The task:
Please output the entries below from the line that contains "In this exercise you will spot each instance of the snowfield" through the final line, reproduced exactly and alone.

Data to use:
::::::::::

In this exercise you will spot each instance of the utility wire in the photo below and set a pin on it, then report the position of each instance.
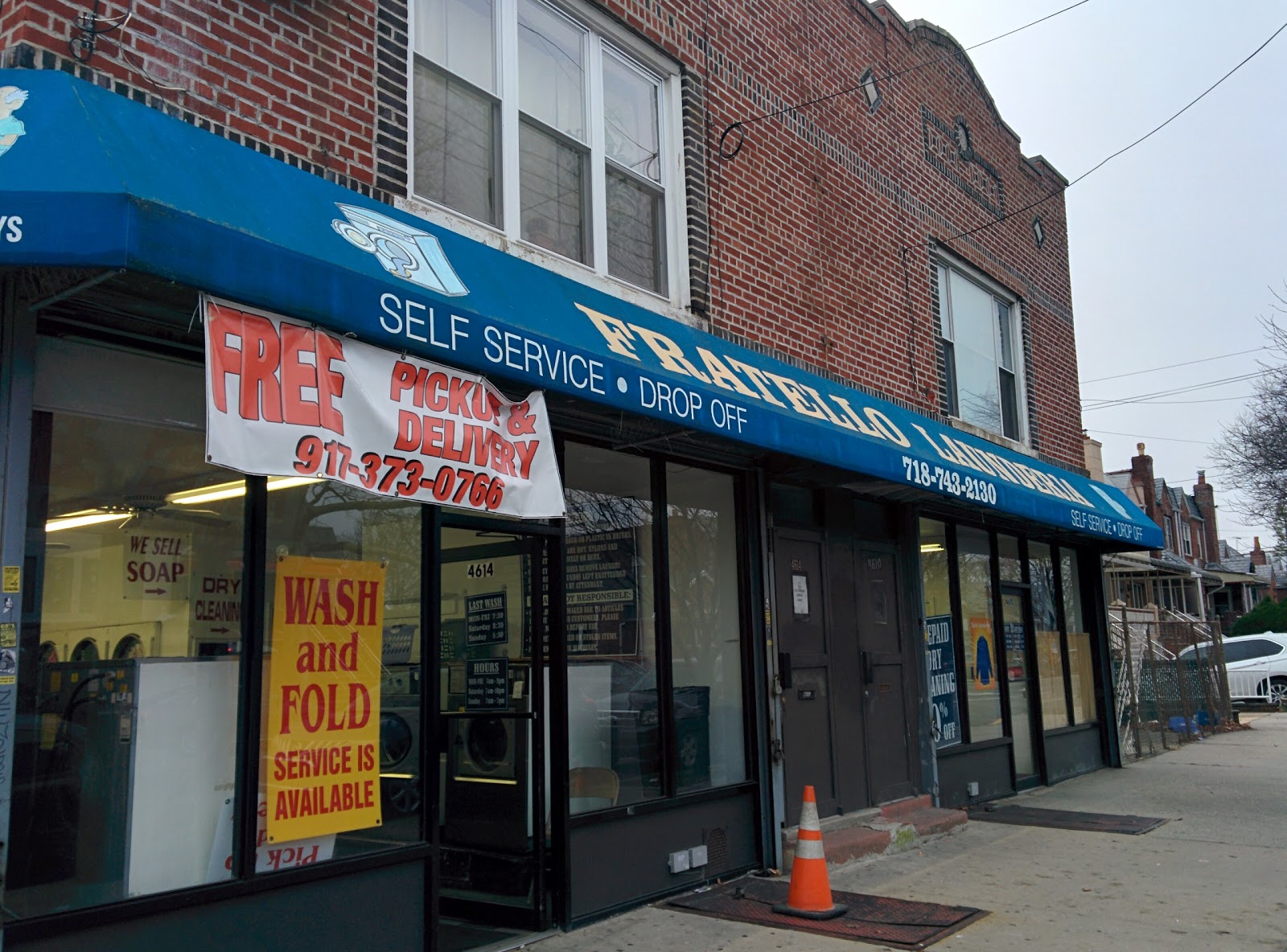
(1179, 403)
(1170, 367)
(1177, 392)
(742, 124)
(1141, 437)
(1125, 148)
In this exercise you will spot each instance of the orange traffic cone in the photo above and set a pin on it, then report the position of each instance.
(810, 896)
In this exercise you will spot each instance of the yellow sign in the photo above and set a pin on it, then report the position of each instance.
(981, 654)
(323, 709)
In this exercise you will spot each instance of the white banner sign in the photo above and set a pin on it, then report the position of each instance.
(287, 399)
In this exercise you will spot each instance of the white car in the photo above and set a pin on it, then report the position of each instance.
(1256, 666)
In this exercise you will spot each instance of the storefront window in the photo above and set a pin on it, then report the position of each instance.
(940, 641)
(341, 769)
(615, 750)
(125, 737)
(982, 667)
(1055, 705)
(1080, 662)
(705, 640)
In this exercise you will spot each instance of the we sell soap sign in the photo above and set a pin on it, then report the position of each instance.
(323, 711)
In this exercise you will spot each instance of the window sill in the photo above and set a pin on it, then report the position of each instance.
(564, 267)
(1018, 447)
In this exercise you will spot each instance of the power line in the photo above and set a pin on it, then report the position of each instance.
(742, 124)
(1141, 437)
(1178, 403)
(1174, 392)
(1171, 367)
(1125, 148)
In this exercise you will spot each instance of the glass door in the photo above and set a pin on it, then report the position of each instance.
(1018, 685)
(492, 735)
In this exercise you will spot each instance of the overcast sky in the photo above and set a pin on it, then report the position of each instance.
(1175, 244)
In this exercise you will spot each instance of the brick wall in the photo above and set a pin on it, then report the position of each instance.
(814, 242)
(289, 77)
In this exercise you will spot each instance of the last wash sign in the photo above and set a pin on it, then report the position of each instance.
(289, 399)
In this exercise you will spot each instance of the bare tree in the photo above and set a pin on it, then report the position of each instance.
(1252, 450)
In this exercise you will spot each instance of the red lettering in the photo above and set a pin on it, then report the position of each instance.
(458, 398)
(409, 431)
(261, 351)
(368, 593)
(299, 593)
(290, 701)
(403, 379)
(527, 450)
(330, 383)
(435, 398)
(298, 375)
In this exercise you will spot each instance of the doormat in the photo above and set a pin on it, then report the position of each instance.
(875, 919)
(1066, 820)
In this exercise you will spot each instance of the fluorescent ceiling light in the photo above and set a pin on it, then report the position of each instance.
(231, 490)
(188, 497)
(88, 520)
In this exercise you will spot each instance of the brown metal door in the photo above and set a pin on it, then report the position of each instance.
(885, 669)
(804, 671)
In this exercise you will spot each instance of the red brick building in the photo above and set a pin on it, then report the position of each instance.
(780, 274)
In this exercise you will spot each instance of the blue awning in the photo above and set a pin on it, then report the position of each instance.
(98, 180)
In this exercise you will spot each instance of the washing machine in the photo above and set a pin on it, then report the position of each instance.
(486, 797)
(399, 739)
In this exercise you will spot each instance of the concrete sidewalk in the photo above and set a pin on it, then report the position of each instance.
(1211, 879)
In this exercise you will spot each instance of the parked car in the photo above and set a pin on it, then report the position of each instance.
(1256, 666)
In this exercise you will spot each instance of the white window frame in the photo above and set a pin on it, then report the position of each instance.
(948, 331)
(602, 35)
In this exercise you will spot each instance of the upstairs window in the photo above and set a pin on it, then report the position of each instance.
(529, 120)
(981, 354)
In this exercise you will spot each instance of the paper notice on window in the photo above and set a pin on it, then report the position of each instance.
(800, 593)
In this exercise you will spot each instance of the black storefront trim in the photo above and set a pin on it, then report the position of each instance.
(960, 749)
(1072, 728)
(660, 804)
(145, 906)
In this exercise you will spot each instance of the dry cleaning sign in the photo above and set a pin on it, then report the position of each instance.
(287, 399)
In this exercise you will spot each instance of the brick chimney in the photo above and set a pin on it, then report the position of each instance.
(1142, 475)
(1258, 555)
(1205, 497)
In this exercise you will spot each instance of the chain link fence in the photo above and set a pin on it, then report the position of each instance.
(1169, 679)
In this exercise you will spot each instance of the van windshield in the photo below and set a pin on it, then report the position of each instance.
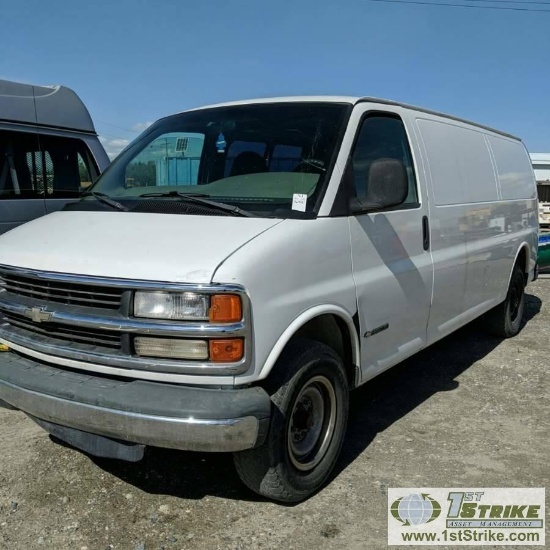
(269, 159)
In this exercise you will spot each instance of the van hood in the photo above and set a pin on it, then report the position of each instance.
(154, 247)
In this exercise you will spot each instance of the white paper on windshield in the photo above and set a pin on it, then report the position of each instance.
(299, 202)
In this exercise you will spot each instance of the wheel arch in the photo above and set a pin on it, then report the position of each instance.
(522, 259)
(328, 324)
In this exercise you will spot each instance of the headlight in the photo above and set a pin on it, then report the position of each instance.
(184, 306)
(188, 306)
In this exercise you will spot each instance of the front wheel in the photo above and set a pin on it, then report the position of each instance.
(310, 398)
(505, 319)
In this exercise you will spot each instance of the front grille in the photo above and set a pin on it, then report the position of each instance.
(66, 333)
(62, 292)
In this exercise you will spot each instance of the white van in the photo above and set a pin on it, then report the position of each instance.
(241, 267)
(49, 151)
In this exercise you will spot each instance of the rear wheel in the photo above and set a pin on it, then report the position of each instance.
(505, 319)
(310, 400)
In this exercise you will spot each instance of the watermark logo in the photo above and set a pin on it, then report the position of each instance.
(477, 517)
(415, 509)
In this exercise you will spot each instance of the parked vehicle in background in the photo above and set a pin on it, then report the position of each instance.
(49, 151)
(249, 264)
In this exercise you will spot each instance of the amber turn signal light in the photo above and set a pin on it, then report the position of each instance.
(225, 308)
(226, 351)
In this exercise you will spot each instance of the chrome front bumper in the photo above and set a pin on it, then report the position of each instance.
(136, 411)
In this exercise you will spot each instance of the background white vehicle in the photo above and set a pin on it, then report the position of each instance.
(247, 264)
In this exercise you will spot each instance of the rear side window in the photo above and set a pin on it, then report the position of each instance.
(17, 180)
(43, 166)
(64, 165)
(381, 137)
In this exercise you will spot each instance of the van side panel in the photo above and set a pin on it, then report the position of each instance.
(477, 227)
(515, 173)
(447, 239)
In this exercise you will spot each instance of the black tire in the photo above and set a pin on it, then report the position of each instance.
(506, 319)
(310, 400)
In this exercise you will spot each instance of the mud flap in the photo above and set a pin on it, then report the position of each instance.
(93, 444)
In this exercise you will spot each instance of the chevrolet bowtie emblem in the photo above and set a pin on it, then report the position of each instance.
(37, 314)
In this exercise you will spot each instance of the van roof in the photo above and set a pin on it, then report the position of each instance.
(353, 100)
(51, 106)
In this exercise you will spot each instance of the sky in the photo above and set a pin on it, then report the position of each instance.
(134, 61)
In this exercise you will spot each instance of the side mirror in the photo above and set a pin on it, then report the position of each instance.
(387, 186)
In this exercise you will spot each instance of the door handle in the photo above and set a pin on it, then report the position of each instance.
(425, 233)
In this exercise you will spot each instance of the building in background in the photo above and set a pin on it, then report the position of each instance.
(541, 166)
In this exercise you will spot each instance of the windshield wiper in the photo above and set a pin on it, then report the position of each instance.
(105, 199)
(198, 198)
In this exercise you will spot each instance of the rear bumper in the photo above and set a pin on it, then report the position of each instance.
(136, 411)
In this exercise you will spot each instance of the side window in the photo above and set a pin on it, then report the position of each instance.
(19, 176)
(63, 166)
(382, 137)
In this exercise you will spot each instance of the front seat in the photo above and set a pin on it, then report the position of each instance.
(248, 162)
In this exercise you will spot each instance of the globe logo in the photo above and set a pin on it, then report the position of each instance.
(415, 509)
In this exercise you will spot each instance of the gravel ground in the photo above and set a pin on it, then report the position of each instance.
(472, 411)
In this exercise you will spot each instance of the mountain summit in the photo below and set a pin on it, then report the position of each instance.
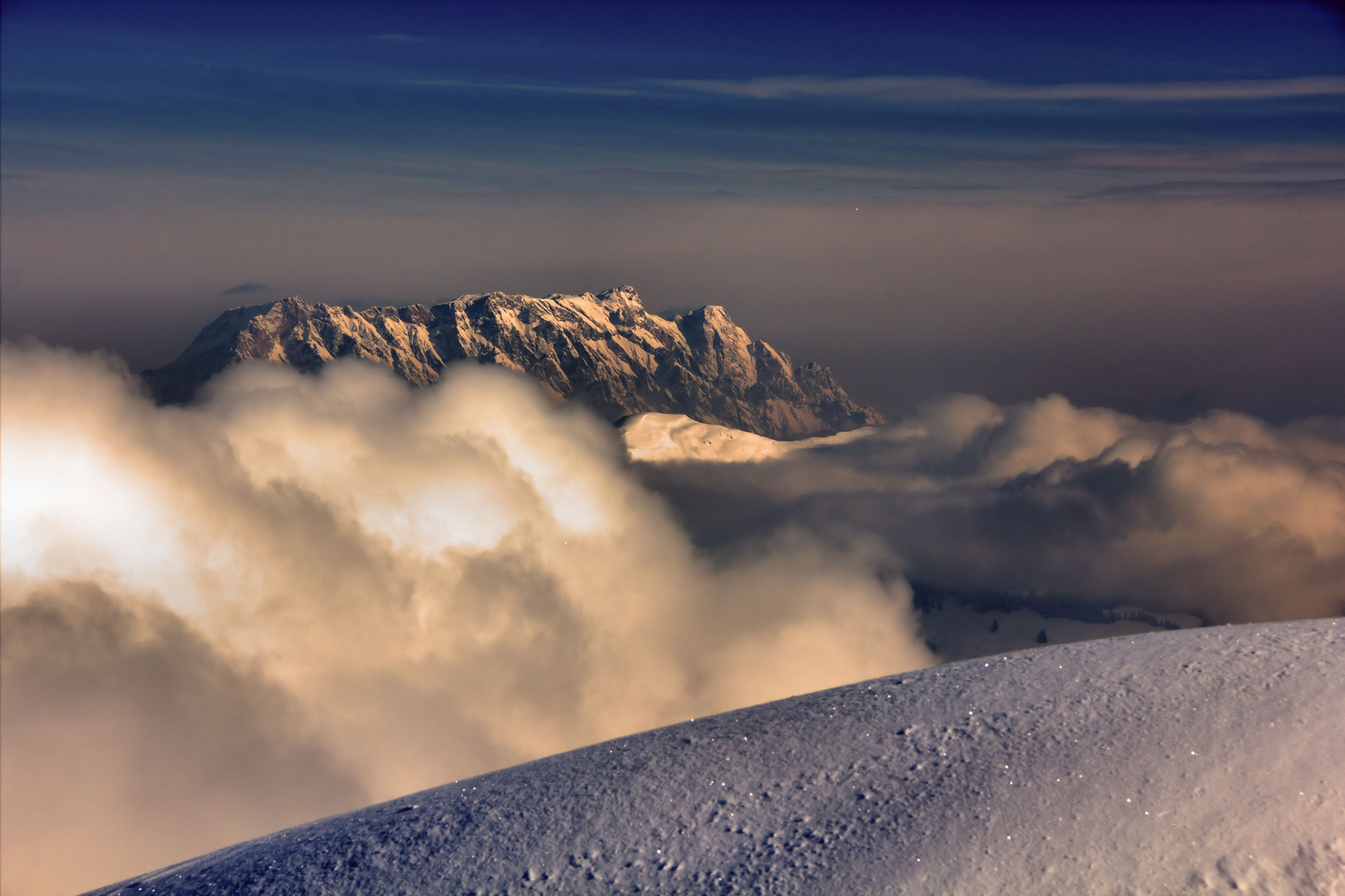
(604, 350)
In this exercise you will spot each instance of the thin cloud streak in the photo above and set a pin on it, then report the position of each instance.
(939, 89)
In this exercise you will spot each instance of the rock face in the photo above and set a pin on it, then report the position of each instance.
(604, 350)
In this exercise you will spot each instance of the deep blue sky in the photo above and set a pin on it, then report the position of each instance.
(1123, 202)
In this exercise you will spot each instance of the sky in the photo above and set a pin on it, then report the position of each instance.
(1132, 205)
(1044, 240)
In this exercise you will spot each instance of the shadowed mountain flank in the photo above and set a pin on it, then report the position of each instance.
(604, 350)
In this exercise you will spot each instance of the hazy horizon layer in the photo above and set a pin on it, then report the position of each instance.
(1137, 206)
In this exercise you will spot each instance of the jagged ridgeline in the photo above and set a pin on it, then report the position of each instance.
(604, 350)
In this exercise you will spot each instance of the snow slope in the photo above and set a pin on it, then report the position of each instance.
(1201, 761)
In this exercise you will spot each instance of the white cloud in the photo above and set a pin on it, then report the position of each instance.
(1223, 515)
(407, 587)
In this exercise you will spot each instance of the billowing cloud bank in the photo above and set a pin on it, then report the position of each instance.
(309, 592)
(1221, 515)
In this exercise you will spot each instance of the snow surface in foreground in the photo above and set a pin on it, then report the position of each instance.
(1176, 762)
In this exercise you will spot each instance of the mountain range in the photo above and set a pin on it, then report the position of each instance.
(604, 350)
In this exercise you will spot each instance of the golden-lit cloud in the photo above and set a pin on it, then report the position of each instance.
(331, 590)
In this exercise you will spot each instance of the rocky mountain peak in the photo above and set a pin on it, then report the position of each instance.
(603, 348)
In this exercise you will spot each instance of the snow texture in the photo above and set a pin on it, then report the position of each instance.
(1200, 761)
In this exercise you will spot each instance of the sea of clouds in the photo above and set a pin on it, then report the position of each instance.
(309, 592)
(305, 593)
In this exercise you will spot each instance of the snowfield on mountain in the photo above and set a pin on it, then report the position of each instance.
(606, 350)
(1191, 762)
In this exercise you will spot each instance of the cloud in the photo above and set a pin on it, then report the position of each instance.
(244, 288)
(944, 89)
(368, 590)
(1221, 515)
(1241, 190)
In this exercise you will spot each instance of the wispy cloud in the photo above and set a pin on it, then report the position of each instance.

::::::::::

Finished task:
In this exercise you will spot each instance of the snowfield on mountain in the photo above and set a pin on it, then report the position of each instance.
(606, 350)
(1191, 762)
In this exercise you will spot each instance of the cloud in the photo above and set a pin on it, then report the position of each instance.
(244, 288)
(944, 89)
(368, 590)
(1221, 515)
(1241, 190)
In this exercise you will spot each instance of the wispy cloud in the photo above and set a pin on it, then report the position of each instance.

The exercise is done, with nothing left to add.